Some celebrate and some mourn that the shame, which still prevails in most world cultures, is gone from ours. No winners in that discussion. So we'll skip it and note that, beyond question, what's phenomenal is the speed at which thinking shifted. In a mere 50 years or so, a bond considered a mandatory preliminary to babymaking for centuries has become a matter of personal choice.
Statistics about people necessarily blend a variety of individual situations. For example, a man and woman totally committed to each other may raise a whole family without having purchased a marriage license or recited vows. Such a woman, then, would show up in the tally as a single parent. In contrast, a married man and woman in a destructive relationship would show up in the stats as “traditional parents.”
Another factor to ponder is that many single women have ample maturity, security and all the wherewithal anyone could need to be a great parent. They are exemplars of the Gloria Steinem phrase, “A woman needs a man like a fish needs a bicycle.”
Overall, though, increasing numbers of others are creating for themselves a hard row to hoe by being single parents. In the simplest terms, they are at a competitive disadvantage because their choice is to do alone what others do in teams.

### Data rows
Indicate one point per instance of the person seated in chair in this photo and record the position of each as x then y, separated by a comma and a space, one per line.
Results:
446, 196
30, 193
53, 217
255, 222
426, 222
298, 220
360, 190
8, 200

==

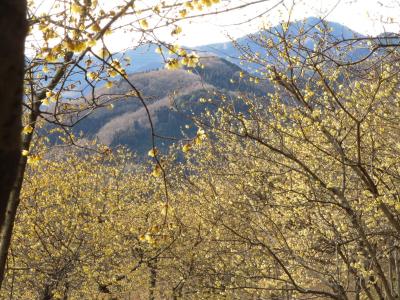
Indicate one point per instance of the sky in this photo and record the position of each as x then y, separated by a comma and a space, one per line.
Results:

### Given request
Write out the passage from the text on single parenthood between "Another factor to" and "do in teams.", inclusive. The listing has no connection to the text on single parenthood.

### Result
Another factor to ponder is that many single women have ample maturity, security and all the wherewithal anyone could need to be a great parent. They are exemplars of the Gloria Steinem phrase, “A woman needs a man like a fish needs a bicycle.”
Overall, though, increasing numbers of others are creating for themselves a hard row to hoe by being single parents. In the simplest terms, they are at a competitive disadvantage because their choice is to do alone what others do in teams.